[Saved entries]

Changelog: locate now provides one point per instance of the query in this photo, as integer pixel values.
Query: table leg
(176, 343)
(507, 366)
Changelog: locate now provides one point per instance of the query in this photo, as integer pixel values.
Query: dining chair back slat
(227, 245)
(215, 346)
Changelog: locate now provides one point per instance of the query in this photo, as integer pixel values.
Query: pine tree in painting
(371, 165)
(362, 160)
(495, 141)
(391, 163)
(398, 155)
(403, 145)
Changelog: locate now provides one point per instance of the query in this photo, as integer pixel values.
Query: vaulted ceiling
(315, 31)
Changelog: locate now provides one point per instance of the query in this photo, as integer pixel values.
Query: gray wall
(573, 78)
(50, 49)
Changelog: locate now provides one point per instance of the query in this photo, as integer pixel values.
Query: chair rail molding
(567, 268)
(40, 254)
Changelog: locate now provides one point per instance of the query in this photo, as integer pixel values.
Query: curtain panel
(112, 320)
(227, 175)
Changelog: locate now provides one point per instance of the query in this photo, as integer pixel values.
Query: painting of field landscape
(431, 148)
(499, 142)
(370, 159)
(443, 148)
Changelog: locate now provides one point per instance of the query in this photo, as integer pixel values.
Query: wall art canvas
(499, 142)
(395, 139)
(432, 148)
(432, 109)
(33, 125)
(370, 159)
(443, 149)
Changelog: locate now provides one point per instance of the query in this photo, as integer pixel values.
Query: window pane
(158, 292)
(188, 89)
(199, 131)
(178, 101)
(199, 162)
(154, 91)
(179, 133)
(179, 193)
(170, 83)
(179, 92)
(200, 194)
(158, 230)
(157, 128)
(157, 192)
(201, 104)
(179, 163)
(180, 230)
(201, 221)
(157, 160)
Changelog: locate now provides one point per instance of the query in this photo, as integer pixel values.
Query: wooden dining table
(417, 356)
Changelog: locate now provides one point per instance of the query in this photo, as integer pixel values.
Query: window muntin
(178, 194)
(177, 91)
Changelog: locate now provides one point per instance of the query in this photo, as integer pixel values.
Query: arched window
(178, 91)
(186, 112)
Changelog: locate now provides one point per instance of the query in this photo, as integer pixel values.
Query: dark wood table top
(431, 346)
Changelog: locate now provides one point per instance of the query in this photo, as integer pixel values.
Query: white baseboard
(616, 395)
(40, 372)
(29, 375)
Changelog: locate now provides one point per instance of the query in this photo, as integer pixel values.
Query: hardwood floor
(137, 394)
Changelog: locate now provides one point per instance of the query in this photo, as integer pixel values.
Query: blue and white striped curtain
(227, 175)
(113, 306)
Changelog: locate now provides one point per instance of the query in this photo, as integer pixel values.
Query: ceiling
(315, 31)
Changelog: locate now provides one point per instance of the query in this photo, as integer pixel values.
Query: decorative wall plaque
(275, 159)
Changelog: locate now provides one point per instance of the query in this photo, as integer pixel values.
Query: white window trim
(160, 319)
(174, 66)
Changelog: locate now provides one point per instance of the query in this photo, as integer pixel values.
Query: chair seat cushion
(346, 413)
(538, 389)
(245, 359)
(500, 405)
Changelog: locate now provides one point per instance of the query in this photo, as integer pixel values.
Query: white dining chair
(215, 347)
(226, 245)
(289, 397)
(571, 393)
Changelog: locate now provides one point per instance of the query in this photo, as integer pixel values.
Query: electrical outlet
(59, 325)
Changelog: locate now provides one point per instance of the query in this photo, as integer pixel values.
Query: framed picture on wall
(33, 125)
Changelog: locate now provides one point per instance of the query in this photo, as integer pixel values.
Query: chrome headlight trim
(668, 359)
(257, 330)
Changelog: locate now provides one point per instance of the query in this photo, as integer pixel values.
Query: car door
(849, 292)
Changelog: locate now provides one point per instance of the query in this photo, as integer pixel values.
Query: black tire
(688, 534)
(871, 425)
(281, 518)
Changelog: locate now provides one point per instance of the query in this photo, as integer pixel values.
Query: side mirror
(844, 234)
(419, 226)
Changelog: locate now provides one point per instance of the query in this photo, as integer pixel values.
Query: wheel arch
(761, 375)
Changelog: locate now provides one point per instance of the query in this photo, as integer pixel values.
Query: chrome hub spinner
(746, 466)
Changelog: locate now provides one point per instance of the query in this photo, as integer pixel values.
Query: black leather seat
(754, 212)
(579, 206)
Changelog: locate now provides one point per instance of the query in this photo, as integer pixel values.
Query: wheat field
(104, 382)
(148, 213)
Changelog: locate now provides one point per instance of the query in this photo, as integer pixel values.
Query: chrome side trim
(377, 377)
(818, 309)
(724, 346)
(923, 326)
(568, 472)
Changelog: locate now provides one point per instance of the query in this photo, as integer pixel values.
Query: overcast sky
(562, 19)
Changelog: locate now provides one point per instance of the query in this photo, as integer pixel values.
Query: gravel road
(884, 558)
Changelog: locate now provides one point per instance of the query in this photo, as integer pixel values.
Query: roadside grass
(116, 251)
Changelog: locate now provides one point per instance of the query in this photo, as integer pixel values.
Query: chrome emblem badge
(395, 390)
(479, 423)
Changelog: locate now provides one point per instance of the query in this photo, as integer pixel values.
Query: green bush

### Exercise aim:
Only one span is to be repeated: the line with "Query: gravel road" through the final line of the entries above, word for word.

### Exercise output:
Query: gravel road
(884, 558)
Changelog: locate now provides one point per instance of the query in this photo, as integer pixel values.
Query: roadside grass
(116, 251)
Changelog: locate now provides one point per instance of the query in this photo, as integer pixel values.
Query: chrome emblem badge
(395, 390)
(479, 423)
Changelog: locate now provides one point per instance of the query in this photo, as integer pixel values.
Query: green bush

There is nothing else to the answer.